(Dataset entries)
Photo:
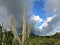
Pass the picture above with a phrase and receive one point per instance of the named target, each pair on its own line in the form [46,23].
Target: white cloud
[35,19]
[45,23]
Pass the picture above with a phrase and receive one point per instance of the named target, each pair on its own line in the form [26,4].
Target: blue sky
[38,9]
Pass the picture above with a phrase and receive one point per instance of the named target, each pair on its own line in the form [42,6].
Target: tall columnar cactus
[24,26]
[29,30]
[14,30]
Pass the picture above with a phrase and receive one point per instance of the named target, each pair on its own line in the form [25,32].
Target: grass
[43,41]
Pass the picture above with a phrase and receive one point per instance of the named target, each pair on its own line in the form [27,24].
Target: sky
[46,14]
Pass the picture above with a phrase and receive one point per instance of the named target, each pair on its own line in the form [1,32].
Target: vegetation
[7,38]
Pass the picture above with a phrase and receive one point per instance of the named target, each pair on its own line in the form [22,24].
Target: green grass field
[7,38]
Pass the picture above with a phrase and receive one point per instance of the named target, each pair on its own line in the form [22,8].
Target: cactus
[24,26]
[29,30]
[14,30]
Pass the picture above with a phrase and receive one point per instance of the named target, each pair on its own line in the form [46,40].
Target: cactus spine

▶ _Written task_: Rewrite all of the records above, replacing every "named target" with "named object" and changing nothing else. Omit the pictures from your answer.

▶ _Finished exercise_:
Photo:
Pass the picture above with a phrase and receive one point per instance of the named object, each pair on its own line in the form [46,23].
Target: white cloud
[35,19]
[45,23]
Pass the picture above with a phrase and receive one point per instance of the named object, each pair on its own line in the form [26,4].
Target: blue sky
[38,9]
Pass the picture above with a phrase and receive one point per instance of the named object, each pair on its own line in the form [42,6].
Target: tall columnar cactus
[24,26]
[29,30]
[14,30]
Pass the picture above with a phrase and receive one point per instance of the named object, each pair on its own line in the form [25,32].
Target: grass
[43,41]
Pass the picture above with a phrase and receive one point per instance of the named object, each pair on its own line in the form [27,24].
Target: sky
[46,14]
Pass the picture above with a phrase and receive one point per instance of the named object, each pair on its own line in the form [1,32].
Target: vegetation
[7,38]
Pass the picture above with a phrase and receive one point per instance of the named object, each pair on its own line in the form [22,24].
Target: green grass field
[7,38]
Pass the picture above with a phrase and receive one point per instance of the named object, each pair on its own line in the form [22,8].
Target: cactus
[24,26]
[29,30]
[14,30]
Pass the picture above with a phrase and receive one point per instance of the named object, each pair on its own line in the form [46,40].
Target: cactus spine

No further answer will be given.